Goal of the exercise |
Change "black fur" to "dark fur" in the stretch from the start of the lines through the line containing "pixel 887 519". Give back only that stretch, with everything else left as is.

Lines of data |
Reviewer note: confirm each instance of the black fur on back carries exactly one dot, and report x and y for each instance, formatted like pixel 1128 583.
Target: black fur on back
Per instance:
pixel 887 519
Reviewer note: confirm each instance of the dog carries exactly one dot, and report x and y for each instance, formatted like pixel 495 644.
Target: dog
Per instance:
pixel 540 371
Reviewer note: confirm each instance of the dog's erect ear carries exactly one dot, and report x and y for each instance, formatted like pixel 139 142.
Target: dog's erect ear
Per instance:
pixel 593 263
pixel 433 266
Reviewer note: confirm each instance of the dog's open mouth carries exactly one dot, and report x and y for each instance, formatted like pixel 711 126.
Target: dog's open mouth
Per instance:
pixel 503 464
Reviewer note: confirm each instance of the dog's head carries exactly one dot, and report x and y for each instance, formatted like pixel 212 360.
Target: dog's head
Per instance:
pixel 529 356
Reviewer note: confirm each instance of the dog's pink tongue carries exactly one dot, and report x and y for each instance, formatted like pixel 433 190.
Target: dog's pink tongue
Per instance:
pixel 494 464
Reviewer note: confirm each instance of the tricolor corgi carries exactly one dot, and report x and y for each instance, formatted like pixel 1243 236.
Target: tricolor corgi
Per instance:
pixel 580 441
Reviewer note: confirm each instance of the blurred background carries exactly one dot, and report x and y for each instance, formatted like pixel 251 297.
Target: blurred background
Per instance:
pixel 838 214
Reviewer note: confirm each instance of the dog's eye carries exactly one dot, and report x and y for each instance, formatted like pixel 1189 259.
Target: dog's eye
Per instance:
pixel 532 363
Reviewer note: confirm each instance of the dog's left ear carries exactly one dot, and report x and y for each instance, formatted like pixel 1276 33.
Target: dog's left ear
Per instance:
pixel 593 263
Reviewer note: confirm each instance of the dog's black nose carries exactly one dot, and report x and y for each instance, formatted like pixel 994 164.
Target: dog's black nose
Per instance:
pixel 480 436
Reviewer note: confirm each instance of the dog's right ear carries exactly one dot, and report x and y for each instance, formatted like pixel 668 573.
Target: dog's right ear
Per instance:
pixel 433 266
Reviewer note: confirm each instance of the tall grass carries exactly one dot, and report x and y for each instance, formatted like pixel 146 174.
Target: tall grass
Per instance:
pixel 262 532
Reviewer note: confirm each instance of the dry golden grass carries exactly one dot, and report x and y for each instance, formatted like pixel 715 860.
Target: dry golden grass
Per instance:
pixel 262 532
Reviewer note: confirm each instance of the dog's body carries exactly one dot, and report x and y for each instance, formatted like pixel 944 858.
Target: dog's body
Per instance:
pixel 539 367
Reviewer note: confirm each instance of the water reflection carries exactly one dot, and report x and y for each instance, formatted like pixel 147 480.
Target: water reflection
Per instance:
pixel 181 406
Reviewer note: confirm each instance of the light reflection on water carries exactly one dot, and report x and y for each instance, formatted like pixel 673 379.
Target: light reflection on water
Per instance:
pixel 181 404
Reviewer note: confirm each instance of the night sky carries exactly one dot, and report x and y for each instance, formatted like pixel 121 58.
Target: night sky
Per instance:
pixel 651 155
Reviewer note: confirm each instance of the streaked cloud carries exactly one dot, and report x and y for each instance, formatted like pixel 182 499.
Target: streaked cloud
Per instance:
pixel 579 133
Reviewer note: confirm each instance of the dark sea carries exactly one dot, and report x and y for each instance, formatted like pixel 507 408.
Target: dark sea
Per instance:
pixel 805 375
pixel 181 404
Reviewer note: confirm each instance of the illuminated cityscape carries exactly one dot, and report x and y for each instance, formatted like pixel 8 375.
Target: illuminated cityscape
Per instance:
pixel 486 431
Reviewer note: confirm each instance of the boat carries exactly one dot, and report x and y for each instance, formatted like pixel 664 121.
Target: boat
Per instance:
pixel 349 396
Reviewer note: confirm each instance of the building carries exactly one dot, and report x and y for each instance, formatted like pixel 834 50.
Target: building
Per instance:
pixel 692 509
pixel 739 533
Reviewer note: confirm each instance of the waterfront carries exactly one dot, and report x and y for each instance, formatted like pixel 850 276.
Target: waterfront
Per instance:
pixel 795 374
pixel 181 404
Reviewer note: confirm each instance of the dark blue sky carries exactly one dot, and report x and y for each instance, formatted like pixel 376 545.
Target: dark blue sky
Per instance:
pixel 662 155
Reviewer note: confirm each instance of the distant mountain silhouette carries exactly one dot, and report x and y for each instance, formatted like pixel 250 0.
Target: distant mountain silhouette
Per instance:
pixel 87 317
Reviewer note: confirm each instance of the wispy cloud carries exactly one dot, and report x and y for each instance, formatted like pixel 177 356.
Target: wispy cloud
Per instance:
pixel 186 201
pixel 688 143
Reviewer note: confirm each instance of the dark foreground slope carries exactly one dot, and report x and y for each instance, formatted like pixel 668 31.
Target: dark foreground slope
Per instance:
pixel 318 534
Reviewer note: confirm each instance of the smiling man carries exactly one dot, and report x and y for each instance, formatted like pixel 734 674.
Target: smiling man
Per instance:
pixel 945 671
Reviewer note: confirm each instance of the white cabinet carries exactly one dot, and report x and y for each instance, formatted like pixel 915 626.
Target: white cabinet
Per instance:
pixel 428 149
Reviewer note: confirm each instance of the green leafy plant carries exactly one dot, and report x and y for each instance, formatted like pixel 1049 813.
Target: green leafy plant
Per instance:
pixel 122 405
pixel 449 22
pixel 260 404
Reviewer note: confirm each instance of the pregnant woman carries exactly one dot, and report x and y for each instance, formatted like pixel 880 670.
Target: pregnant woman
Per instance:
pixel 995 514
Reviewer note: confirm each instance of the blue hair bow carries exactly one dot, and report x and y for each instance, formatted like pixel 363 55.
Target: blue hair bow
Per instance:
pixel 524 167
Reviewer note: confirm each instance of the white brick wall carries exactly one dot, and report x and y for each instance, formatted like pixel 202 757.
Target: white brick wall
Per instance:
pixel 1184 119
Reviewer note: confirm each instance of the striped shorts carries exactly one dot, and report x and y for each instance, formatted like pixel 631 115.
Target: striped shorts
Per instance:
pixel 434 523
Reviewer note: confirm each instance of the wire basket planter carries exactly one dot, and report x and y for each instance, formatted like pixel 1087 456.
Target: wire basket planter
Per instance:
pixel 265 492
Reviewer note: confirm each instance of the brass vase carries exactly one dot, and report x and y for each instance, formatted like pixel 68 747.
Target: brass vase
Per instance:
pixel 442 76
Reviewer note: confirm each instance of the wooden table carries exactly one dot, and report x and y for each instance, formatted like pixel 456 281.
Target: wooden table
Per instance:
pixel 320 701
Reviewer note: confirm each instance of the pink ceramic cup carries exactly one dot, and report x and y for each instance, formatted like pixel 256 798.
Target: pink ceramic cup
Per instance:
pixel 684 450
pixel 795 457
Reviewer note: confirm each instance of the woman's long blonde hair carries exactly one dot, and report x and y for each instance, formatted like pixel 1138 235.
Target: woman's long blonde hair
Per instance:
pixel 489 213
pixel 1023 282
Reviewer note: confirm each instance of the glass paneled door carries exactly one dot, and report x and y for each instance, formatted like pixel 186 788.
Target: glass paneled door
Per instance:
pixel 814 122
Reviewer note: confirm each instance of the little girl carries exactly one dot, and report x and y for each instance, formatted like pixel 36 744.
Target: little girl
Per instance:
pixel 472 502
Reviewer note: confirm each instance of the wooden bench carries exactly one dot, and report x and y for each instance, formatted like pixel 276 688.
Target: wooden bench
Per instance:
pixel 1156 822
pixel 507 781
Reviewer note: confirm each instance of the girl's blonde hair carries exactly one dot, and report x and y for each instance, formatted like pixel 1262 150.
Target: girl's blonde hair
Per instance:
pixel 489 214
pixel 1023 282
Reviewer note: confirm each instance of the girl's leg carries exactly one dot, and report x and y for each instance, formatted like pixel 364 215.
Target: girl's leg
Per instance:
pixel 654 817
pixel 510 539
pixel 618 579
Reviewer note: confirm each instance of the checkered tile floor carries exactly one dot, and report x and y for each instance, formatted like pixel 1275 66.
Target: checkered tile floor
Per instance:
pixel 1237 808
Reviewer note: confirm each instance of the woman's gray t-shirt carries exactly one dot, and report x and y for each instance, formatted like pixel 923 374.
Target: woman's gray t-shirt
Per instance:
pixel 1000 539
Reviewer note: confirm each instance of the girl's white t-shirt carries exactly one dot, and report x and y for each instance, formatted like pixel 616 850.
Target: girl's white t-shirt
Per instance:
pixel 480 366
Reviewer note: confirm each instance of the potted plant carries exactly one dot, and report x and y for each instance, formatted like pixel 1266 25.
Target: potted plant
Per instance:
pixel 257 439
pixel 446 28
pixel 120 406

Written solution |
Reviewer note: confirm each instance of the dark fur on back carries exactly one dot, and report x and y for each instance, formatted like pixel 1128 583.
Target: dark fur on back
Per instance:
pixel 887 519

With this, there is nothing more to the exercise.